_Work required:_ Would you give the number of lines in the entries that contain the word "below"? Nothing else is needed.

_Dataset records:_

◆ ◆ ◆ ◆ ◆

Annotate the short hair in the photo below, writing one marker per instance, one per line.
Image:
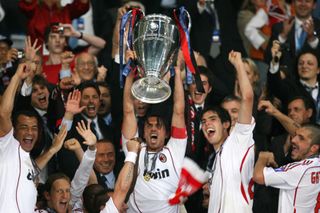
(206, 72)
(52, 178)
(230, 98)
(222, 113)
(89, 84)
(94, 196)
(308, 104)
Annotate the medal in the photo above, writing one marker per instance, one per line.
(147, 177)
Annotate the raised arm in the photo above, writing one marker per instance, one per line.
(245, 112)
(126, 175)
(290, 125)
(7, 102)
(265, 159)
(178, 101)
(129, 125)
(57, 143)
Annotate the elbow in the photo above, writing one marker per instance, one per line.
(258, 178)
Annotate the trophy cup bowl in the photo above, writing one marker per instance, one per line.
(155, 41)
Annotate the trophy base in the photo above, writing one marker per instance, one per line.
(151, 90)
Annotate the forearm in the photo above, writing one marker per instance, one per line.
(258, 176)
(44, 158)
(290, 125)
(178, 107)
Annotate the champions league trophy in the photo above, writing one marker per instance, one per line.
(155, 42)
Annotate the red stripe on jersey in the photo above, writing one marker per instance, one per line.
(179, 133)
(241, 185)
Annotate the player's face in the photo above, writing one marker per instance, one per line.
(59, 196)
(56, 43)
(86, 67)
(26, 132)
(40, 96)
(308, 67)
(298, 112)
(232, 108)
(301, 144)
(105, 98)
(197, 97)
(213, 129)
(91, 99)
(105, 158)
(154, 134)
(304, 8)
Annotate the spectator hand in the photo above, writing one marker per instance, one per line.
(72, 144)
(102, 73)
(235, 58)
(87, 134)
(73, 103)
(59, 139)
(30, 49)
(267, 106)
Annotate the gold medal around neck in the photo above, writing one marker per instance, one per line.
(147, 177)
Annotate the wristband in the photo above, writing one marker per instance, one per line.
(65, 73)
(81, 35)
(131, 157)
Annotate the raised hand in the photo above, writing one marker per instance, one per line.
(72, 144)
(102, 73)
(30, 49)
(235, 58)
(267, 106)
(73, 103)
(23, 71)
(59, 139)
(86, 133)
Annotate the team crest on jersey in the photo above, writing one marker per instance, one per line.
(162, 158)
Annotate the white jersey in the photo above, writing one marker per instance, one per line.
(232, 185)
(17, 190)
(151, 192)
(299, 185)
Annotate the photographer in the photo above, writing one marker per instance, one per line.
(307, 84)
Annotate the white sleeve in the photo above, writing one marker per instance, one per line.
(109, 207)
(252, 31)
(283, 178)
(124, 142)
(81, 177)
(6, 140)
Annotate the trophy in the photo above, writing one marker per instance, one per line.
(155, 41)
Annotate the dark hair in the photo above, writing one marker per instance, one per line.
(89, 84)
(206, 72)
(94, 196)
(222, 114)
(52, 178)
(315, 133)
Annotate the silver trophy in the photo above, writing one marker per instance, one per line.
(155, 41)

◆ ◆ ◆ ◆ ◆

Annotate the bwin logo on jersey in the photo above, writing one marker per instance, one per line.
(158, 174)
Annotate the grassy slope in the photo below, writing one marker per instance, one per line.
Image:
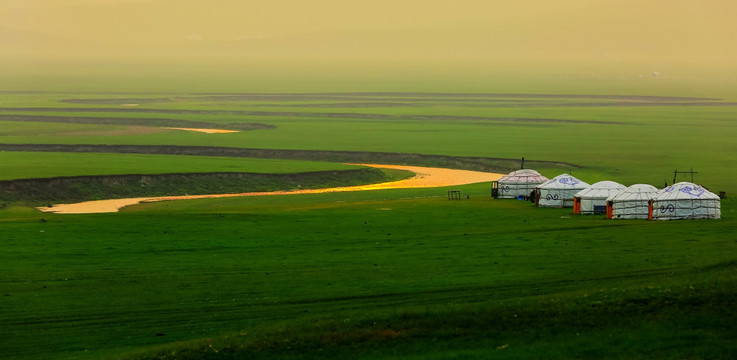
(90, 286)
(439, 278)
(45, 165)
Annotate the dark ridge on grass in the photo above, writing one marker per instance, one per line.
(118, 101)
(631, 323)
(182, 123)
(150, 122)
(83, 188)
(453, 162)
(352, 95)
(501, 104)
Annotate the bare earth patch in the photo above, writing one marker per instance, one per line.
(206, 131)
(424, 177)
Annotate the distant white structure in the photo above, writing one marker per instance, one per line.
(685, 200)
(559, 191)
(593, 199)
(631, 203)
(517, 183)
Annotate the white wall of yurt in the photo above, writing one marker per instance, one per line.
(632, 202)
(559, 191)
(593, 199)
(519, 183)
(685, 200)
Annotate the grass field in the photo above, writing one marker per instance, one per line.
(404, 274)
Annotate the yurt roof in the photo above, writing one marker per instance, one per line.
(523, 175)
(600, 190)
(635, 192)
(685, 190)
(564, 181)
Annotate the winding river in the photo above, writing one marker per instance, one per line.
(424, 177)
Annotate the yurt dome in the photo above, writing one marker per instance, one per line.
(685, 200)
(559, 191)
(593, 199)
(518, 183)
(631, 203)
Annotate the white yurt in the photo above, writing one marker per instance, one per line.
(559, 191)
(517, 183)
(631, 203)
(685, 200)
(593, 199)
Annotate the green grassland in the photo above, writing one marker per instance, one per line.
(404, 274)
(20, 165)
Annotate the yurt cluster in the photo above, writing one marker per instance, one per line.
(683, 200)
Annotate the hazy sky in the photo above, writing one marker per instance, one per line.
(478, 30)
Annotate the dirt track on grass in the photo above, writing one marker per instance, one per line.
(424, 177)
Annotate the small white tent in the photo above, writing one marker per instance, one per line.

◆ ◆ ◆ ◆ ◆

_Written solution:_ 2